* Text-to-region grounding data:
------------------------------------

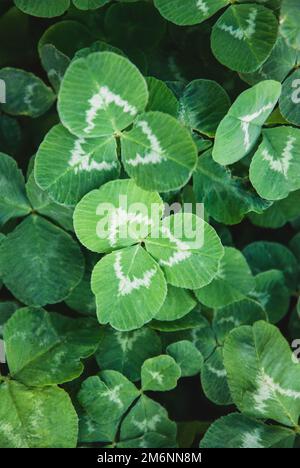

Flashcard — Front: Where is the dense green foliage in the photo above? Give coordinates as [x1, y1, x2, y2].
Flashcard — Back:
[0, 0, 300, 449]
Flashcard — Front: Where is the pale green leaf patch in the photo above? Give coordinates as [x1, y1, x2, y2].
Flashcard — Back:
[58, 52, 148, 138]
[195, 247, 255, 309]
[35, 124, 120, 206]
[213, 80, 281, 165]
[250, 126, 300, 200]
[224, 321, 300, 427]
[121, 111, 197, 192]
[0, 215, 84, 306]
[154, 0, 229, 26]
[92, 245, 167, 331]
[0, 380, 78, 448]
[78, 370, 140, 442]
[39, 44, 70, 93]
[141, 355, 181, 391]
[4, 307, 101, 386]
[73, 178, 164, 253]
[200, 413, 295, 448]
[145, 213, 224, 289]
[0, 68, 55, 117]
[211, 4, 278, 73]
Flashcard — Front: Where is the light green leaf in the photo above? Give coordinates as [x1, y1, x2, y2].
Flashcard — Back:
[195, 247, 255, 308]
[213, 80, 281, 165]
[0, 380, 78, 448]
[155, 285, 196, 322]
[14, 0, 70, 18]
[193, 150, 271, 225]
[78, 371, 140, 442]
[280, 0, 300, 50]
[35, 124, 120, 206]
[0, 215, 84, 306]
[0, 152, 31, 227]
[250, 126, 300, 200]
[73, 179, 164, 253]
[145, 213, 224, 289]
[200, 413, 295, 448]
[154, 0, 229, 26]
[58, 52, 148, 138]
[279, 68, 300, 126]
[166, 340, 203, 377]
[95, 326, 162, 382]
[211, 4, 278, 73]
[224, 321, 300, 427]
[4, 307, 101, 386]
[179, 79, 230, 137]
[121, 111, 197, 192]
[120, 394, 177, 444]
[0, 68, 55, 117]
[92, 245, 167, 331]
[141, 355, 181, 391]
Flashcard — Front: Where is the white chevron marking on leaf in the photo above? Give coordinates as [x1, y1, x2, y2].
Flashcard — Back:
[196, 0, 209, 15]
[240, 103, 274, 151]
[218, 8, 257, 41]
[262, 136, 295, 178]
[108, 208, 153, 247]
[254, 368, 300, 413]
[84, 86, 137, 133]
[114, 251, 157, 297]
[206, 362, 227, 378]
[159, 226, 191, 267]
[69, 138, 117, 174]
[132, 414, 161, 432]
[102, 384, 123, 408]
[148, 370, 163, 385]
[241, 429, 264, 448]
[126, 120, 167, 166]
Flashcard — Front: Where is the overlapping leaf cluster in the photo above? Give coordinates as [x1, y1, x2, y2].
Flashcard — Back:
[0, 0, 300, 449]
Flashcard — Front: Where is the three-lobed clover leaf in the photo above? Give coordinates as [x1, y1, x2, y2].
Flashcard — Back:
[3, 307, 101, 386]
[141, 355, 181, 392]
[74, 178, 224, 330]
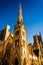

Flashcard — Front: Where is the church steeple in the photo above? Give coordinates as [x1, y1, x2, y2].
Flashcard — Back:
[18, 3, 23, 23]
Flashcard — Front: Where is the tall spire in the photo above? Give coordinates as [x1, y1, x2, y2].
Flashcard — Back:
[18, 3, 23, 22]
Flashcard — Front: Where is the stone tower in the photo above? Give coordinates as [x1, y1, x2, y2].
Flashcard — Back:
[14, 3, 26, 48]
[10, 4, 28, 65]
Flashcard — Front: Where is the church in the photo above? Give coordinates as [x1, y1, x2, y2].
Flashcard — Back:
[0, 4, 43, 65]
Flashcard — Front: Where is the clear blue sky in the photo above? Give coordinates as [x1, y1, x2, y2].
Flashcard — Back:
[0, 0, 43, 43]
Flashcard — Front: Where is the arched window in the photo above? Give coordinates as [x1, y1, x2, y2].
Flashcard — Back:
[23, 58, 26, 65]
[15, 39, 19, 47]
[14, 57, 19, 65]
[16, 30, 20, 36]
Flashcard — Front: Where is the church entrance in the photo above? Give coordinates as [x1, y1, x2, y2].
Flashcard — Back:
[14, 57, 19, 65]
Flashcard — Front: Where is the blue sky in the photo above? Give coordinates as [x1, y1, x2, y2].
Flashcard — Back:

------------------------------------

* Problem:
The line with "Flashcard — Front: Where is the light" ends the range, and the first line of the data begins it; repeat exactly those lines and nothing more, omitting pictures.

* Solution:
Flashcard — Front: Where is the dense green foliage in the photo above? Give coordinates as [x1, y1, x2, y2].
Flashcard — Back:
[0, 0, 300, 449]
Flashcard — Front: Where is the pale green leaf patch in the photo above? Give coordinates as [x1, y1, x2, y2].
Flashcard — Back:
[58, 52, 148, 138]
[195, 247, 255, 309]
[35, 124, 120, 206]
[213, 80, 281, 165]
[250, 126, 300, 200]
[224, 321, 300, 427]
[121, 111, 197, 192]
[0, 215, 84, 306]
[154, 0, 229, 26]
[92, 245, 167, 331]
[0, 380, 78, 448]
[78, 370, 140, 442]
[39, 44, 70, 93]
[141, 355, 181, 391]
[4, 307, 101, 386]
[73, 178, 164, 253]
[200, 413, 295, 448]
[145, 213, 224, 289]
[0, 68, 55, 117]
[211, 4, 278, 73]
Flashcard — Front: Where is the light green leaf in the photo above? Give coordinates as [x1, y1, x2, y2].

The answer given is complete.